*Written task 1:* Report each line in the rows below that contains the string "instance". Case counts.

*Document section:*
Statewide, court filings are down 30%. At some point, do we need fewer judges? And are judges properly deployed now to where they are most needed? Please explain.

At some point we may need fewer judges, but I do not think number of filings is the metric we would want to look at to make that decision. For example, chancery might get fewer filings than traffic court, but that does not necessarily mean that we need fewer judges in chancery court (where cases tend to be much more complex and time intensive). I think we would want to look at something like the amount of time that litigants spend waiting on judges to advance their cases, or the amount of time judges spend with an underutilized docket. That would help us determine not just whether fewer/more judges are needed, but where fewer/more judges are needed, and would allow us to engage in strategic load management.

To that end, I do not think we are collecting and distributing the data that would allow us to know whether judges are being properly deployed. The Illinois Supreme Court is responsible for collecting and publishing administrative data and I think there is room for improvement in that regard.

In each term, the Supreme Court receives hundreds of petitions for leave to appeal. What is your guiding philosophy as to which cases the court should decide to hear?

The Court should hear cases with potential to resolve recurring problems, conflicts, or uncertainties in lower courts, public institutions, or civic life. That could come in the form of reversing wrongly decided appellate opinions, resolving district or division splits, clarifying interpretation of ambiguous statutes, taking on issues of first impression, or revisiting doctrines that have become incoherent in modern contexts.

It is also important for the Court to review Rule 23 opinions for the purpose of sending a signal to appellate justices that they cannot use the rule to avoid getting reversed.

The Illinois Reform Commission has recommended a pilot program for public financing of judicial elections. Should judicial elections be publicly financed, and why or why not?

The devil is in the details. If public financing lowers the bar to entry but then does not elevate candidacies high enough to compete with moneyed candidates who opt out, then it may further exacerbate the advantage of moneyed candidates by attracting more candidates who split votes.

The good news, however, is that there is an easier way to achieve the Illinois Reform Commission’s goal of reducing the ability of big money to influence public officials: the Illinois Supreme Court can create an independent body to determine conflicts of interest and recusals.

Currently we rely on justices with alleged conflicts to determine for themselves whether they have a conflict—which is itself a conflict. We are relying on the honor system to stop justices from deciding cases for their campaign donors. Look to two examples of why this reform is so important.

First, look to the recent example of Justice Karmeier and State Farm. In 1999, an Illinois Court ordered State Farm to pay over $1 billion in damages to a nationwide group of car owners. The case was ultimately appealed to the Illinois Supreme Court, where it sat for years. While the case was pending, Justice Rarick retired and Republican Lloyd Karmeier challenged Democrat Gordon Maag to replace him. In that election, State Farm executives and their attorneys are alleged to have given hundreds of thousands of dollars to Karmeier’s campaign and millions to groups supporting him.

Justice Karmeier won that election and joined the Illinois Supreme Court. Then, months later, the Court was tasked with deciding the State Farm case. The plaintiffs petitioned the Court to prevent Justice Karmeier from participating in the case, arguing that he could not be impartial because the defendant funded his campaign. But the Supreme Court stood back, explaining that, in Illinois, the justice with the alleged conflict themselves gets to decide whether they can participate in the case. So, it was up to Justice Karmeier to decide whether Justice Karmeier had a conflict. He decided that he did not have a conflict and then cast the deciding vote in favor of State Farm, to the tune of half-a-billion dollars.

*Dataset excerpts:*
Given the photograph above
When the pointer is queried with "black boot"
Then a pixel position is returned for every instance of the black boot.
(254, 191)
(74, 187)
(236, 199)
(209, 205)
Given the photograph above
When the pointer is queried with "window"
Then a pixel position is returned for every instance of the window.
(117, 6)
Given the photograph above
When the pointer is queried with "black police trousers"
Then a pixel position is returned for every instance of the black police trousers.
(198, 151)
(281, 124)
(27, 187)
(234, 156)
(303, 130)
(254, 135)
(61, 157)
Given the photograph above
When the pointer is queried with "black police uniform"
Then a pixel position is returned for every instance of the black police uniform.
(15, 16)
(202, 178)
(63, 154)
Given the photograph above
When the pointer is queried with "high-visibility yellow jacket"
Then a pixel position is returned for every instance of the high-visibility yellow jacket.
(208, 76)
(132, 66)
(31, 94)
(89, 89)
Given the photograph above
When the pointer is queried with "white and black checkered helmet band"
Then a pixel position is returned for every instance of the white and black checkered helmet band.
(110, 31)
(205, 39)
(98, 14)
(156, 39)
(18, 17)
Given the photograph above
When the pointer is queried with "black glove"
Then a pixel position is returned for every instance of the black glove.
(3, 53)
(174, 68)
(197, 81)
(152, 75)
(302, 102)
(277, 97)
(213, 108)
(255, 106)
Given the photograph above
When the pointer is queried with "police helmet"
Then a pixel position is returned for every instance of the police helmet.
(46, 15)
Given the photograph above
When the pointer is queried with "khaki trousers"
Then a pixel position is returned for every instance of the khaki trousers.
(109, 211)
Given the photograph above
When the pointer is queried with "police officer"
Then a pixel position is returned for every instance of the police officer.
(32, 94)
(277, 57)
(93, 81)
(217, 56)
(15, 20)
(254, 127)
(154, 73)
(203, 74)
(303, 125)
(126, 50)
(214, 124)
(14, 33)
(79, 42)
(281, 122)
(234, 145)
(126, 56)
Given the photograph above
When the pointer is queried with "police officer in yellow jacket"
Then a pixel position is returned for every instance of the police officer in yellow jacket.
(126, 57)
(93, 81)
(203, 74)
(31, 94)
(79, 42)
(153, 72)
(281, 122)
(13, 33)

*Written task 2:*
Answer these from the text on Illinois courts above:
(a) By what percentage are statewide court filings down?
(b) Which rule's opinions does the text say the Court should review?
(c) In what year did an Illinois court order State Farm to pay over $1 billion in damages?

*Correct response 1:*
Then a pixel position is returned for every instance of the black boot.
Then a pixel position is returned for every instance of the window.
Then a pixel position is returned for every instance of the black police trousers.
Then a pixel position is returned for every instance of the black police uniform.
Then a pixel position is returned for every instance of the high-visibility yellow jacket.
Then a pixel position is returned for every instance of the white and black checkered helmet band.
Then a pixel position is returned for every instance of the black glove.
Then a pixel position is returned for every instance of the police helmet.
Then a pixel position is returned for every instance of the khaki trousers.
Then a pixel position is returned for every instance of the police officer.
Then a pixel position is returned for every instance of the police officer in yellow jacket.

*Correct response 2:*
(a) 30%
(b) Rule 23
(c) 1999